= Your goal =
The required answer is an exact copy of the records below, without pictures.

*** Begin section ***

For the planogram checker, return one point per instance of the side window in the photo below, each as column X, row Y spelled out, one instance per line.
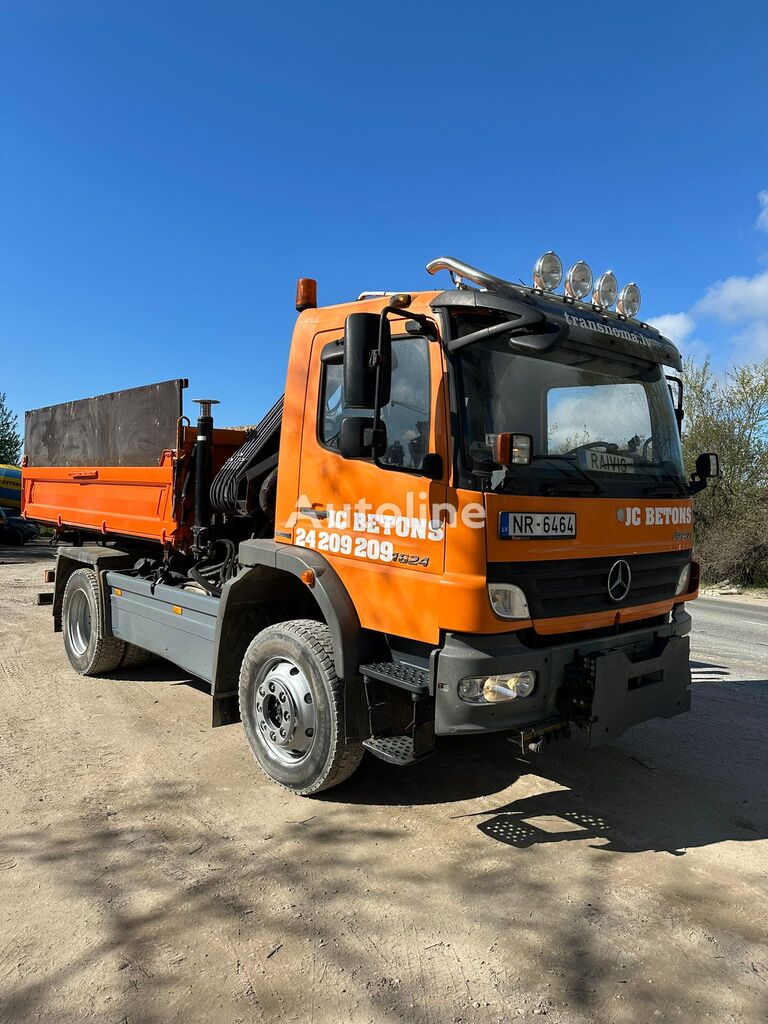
column 406, row 416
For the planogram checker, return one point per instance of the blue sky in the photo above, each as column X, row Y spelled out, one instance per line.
column 168, row 169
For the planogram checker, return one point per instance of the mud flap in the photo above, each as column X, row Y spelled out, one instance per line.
column 627, row 693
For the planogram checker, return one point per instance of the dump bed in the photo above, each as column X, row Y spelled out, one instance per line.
column 117, row 464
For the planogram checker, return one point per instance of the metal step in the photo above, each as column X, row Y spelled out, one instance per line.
column 408, row 677
column 394, row 750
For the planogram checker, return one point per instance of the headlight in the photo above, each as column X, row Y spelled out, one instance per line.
column 497, row 689
column 606, row 289
column 548, row 271
column 508, row 601
column 579, row 280
column 683, row 580
column 629, row 300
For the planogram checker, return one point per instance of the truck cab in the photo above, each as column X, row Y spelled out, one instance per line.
column 473, row 517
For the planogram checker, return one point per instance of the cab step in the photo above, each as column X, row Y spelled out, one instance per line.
column 408, row 677
column 394, row 750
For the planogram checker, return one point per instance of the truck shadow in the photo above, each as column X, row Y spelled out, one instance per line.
column 667, row 785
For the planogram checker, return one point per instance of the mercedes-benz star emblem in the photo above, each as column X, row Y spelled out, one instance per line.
column 620, row 579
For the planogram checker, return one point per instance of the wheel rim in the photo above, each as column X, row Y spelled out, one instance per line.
column 285, row 714
column 79, row 623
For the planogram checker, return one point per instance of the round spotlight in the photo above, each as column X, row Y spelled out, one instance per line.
column 629, row 300
column 606, row 290
column 579, row 280
column 548, row 271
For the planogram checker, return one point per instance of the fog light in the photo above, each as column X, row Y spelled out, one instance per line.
column 508, row 601
column 683, row 580
column 497, row 689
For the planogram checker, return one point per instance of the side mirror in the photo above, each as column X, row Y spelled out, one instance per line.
column 368, row 348
column 708, row 466
column 358, row 438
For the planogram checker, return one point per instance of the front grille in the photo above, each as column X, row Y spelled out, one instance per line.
column 579, row 586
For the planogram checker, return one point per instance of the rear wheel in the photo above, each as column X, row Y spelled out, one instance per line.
column 292, row 707
column 89, row 651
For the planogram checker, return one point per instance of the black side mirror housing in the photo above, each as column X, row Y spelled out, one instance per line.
column 708, row 468
column 359, row 439
column 368, row 349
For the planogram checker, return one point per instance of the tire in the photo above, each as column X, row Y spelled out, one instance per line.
column 288, row 678
column 135, row 656
column 89, row 651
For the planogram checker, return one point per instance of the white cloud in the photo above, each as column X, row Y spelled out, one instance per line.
column 735, row 299
column 762, row 222
column 677, row 327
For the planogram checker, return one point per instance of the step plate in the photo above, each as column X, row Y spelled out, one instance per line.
column 394, row 750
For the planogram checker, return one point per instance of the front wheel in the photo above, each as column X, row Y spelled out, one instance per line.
column 292, row 706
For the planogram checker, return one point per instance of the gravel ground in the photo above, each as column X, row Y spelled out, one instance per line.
column 150, row 873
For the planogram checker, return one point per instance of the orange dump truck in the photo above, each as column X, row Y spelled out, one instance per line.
column 467, row 514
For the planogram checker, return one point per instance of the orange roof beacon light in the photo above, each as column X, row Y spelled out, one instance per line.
column 306, row 294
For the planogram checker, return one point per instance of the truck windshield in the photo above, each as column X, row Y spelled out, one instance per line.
column 598, row 426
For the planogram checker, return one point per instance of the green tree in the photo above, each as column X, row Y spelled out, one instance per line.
column 10, row 439
column 729, row 415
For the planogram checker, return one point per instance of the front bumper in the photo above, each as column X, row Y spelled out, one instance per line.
column 602, row 686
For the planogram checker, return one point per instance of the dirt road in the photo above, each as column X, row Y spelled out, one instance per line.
column 150, row 873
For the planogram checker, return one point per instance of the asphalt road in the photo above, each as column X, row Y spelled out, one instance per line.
column 150, row 875
column 730, row 635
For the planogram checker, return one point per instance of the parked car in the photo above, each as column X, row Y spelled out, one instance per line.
column 15, row 530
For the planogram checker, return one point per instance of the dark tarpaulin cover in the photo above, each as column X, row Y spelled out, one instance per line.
column 122, row 428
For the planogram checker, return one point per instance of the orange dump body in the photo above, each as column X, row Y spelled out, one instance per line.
column 143, row 502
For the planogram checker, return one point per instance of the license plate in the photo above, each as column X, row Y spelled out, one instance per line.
column 515, row 525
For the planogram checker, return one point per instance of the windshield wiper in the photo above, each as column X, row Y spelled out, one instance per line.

*** End section ***

= Answer to this task =
For the planogram checker, return one point per instance of the side window in the photo below, each as column X, row Y spelled out, one instance per line.
column 406, row 416
For the planogram checker, return one point per instance of the blue sky in the photo above, each as column X, row Y spelled out, one instance per line.
column 168, row 169
For the planogram checker, return one point per instance of the mud flap in the photo above, each as column X, row Y spelled out, one instance per line.
column 627, row 693
For the planogram checker, return one point per instance of the dump bed in the photo above, each as column X, row Y spelled out, one instance per line.
column 117, row 464
For the planogram checker, return one point per instance of the metal step in the photo above, each as column X, row Y spelled out, one instance per line.
column 408, row 677
column 394, row 750
For the planogram checker, return one point per instance of the headlight in the photo above, each as column X, row Y spelled out, one instance per line.
column 497, row 689
column 606, row 289
column 548, row 271
column 508, row 601
column 579, row 280
column 683, row 580
column 629, row 300
For the planogram checker, return one point per instance of the truck cab in the photo above, each as column X, row Y spelled out, one instance per line.
column 473, row 517
For the planogram checker, return one point per instance of the cab step in the photo above, each as column X, row Y spelled out, one instance per line.
column 408, row 677
column 394, row 750
For the planogram checker, return one point per instance of the truck shadow in the photo above, each as column X, row Y spelled out, one instance per line.
column 667, row 785
For the planogram checker, return one point per instance of the mercedes-benz star emblem in the photo above, each as column X, row Y spelled out, one instance per line.
column 620, row 579
For the planogram checker, return one point per instance of the wheel rim in the photo above, each as column X, row Y spelled out, one instance per line.
column 285, row 714
column 79, row 623
For the planogram checker, return one point per instance of the round spotlight in the photo above, each as column X, row Y spelled out, one instance per line.
column 629, row 300
column 606, row 290
column 579, row 280
column 548, row 271
For the planogram checker, return one point per instance of the fog light in the photo above, each as column X, row Y spelled out, one instance per line.
column 508, row 601
column 683, row 580
column 497, row 689
For the planogram checker, return one point per instance of the side mirror in the photo above, each as column X, row Y spelled out, one instance per line.
column 368, row 348
column 708, row 466
column 358, row 438
For the planogram checker, return one point per instance of the front grille in the photo above, each as column X, row Y spelled out, one instance per line.
column 579, row 586
For the planogram checker, return one point per instance of the rear wheel in the photo above, each as column X, row Y spelled out, one instance per line.
column 292, row 707
column 89, row 651
For the planogram checker, return one point per instance of the black side mirror housing in the photo above, each as column X, row Y spelled out, one instance per line.
column 708, row 468
column 359, row 439
column 368, row 349
For the planogram checker, return one point per instance of the tire in the photo above, each as column X, row Y spelled out, one instance per line.
column 288, row 678
column 135, row 656
column 89, row 651
For the planogram checker, return one point per instance of the white cloud in the photo above, each as column X, row Y spelled out, one instance per line.
column 735, row 299
column 762, row 222
column 677, row 327
For the planogram checker, return one point per instance of the step plate in the photo above, each as column X, row Y spelled out, one instance per line.
column 394, row 750
For the planogram checker, return one point per instance of the front wheel in the photo above, each as column X, row Y spelled out, one instance per line.
column 292, row 706
For the planogram checker, return one point per instance of the gravel ground in the photo above, each as column X, row Y spelled out, one instance per line.
column 150, row 873
For the planogram checker, return one point per instance of the orange dump truck in the photo above, each as column X, row Y spelled out, one instance per line.
column 467, row 514
For the planogram checker, return one point per instance of the orange roof beacon light in the photo above, each as column X, row Y spelled out, one instance per line.
column 306, row 294
For the planogram checker, return one point per instance of the truck windshield in the photo above, each as column X, row Y spelled out, one instance per line.
column 598, row 426
For the planogram checker, return one point per instance of the green tree in the photo above, each as column X, row Y spelled out, one instance per line.
column 10, row 439
column 729, row 415
For the planogram checker, return one point per instance of the front bumper in the photo above, each as column X, row Y spelled out, one instance per line.
column 602, row 686
For the planogram checker, return one point per instance of the dirt road in the photo above, each as column X, row Y spelled out, one instance per line.
column 150, row 873
For the planogram checker, return one point per instance of the asphalt road in the photo above, each as column X, row Y spelled out, one instance per line.
column 150, row 875
column 730, row 635
For the planogram checker, return one point per instance of the parked car in the photo above, each as column X, row Y spelled out, one instance per line.
column 15, row 530
For the planogram checker, return one point per instance of the dark tarpaulin cover in the photo above, each as column X, row Y spelled out, one instance per line.
column 122, row 428
For the planogram checker, return one point per instance of the orange dump body in the photo above, each as column X, row Y spelled out, one instance per line.
column 143, row 502
For the planogram checker, return one point per instance of the license plate in the photo above, each as column X, row Y spelled out, one instance per line.
column 515, row 525
For the planogram checker, return one point per instance of the windshield wiper in the photo above, each as column X, row Y spelled out, one instance per line.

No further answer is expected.